• Extract provided:
····················

The archiepiscopal cathedral – the biggest worship edifice in the city – was built between 1883 and 1885 but its consecration under the patron saints Peter and Paul took place in 1895. Built in neo-byzantine style of pressed bricks with concrete symmetrical girdles, the cathedral impres-ses through the height of the domes - over 35 meters. The relics of some saints kept inhere bring extra spirituality to the cathedral that in 2002 became a mo-narchic place whose prior is the Archbishop of Tomis himself.


The Greek church

The name of the church is The Transfiguration and it is the first church built in Constanţa in 1868, through the contribution of the Greek community. In 1863, Padishah Abdul Aziz donated the land on which the church was erected to the community for the construction of the worship place. In 1878, at the end of the Independence War, the Te Deum in the honour of the Romanian soldiers took place at the Greek Church with the participation of the King Carol I of Romania. Today the church represents both a point of attraction for tourists and an important worship place of the city.

····················

Photo point annotations
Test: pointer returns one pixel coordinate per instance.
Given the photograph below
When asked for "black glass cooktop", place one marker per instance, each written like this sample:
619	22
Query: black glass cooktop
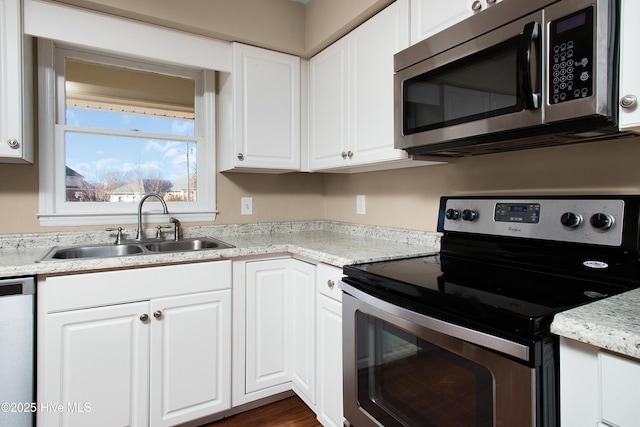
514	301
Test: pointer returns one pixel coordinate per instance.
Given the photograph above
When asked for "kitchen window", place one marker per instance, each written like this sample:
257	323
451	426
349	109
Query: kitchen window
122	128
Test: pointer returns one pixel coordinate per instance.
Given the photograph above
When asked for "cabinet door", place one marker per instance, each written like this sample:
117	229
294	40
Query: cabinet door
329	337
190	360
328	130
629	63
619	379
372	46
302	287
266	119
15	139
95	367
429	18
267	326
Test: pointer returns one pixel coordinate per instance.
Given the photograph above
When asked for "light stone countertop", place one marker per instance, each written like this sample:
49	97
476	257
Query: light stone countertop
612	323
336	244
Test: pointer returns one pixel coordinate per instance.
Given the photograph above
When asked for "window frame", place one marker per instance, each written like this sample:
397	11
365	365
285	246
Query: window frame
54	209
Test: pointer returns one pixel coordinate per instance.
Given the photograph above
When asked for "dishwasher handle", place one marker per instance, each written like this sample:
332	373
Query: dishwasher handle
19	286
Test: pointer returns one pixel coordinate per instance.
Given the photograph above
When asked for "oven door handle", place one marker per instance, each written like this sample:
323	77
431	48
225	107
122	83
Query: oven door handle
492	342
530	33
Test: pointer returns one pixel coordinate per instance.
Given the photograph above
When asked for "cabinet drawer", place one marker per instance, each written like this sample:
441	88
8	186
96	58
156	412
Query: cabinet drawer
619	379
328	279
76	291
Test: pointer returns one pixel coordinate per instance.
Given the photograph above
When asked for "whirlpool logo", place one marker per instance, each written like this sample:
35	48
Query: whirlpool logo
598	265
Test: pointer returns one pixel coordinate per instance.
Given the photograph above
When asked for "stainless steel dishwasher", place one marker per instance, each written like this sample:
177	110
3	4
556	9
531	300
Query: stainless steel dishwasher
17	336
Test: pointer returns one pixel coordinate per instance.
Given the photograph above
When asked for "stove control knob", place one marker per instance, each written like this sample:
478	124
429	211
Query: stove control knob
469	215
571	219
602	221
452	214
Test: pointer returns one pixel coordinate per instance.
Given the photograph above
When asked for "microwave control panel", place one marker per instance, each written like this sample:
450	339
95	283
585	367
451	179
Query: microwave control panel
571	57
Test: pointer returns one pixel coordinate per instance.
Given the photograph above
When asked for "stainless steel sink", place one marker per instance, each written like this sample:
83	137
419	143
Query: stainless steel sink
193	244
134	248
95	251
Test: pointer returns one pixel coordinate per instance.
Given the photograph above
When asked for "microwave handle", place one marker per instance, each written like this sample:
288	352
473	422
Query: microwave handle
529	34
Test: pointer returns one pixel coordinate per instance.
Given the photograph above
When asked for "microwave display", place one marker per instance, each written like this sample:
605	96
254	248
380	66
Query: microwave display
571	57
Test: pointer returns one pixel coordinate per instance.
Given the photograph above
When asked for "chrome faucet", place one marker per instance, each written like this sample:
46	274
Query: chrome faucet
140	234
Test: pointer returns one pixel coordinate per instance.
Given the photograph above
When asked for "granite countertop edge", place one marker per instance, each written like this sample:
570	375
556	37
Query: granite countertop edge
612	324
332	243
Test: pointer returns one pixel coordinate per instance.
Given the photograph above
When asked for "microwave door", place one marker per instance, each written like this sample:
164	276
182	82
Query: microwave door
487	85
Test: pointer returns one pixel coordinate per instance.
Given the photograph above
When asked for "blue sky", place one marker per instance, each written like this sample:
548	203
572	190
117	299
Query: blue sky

····················

• Task description:
Carry on the passage on Constanța's churches, starting right after its final sentence. The material has no connection to the passage on Constanța's churches.

• Result for this exercise:
The Great Synagogue

Built in 1911 and also called the "Synagogue of the Ashkenaz", with Moorish architectural influences, it is the city's second synagogue. Before it, in 1908, the Sefardi Synagogue was erected in gothic style but it was demolished after the damages suffered during the war. Currently in an advance state of decay, the synagogue was built by the Jewish community that carried out important trading activities in Constanţa around the 1900's. If in 1902 there were over 1000 Jews in the city, today, their number is barely over 50. Because many of them returned to Israel, most part of the community’s vestiges remained in an advanced state of decay.


The Great Mosque "Carol"

Built between 1910 and 1913 in Arabic-Byzantine style, the mosque dominates the old area of the city through the location and the height of the minaret. The first reinforced concrete building in Romania, it was done at the initiative of King Carol as a sign of respect towards the Muslim community in the city. In the yard, we notice the places for foot ablution according to the Muslim tradition, the inside of the prayer hall being dominated by an impressive carpet. Over 200 years old, with a surface of 144 square meters and a weight of 490 kilos, the carpet was handmade and represents a donation of Sultan Abdul Hamid (1876-1909).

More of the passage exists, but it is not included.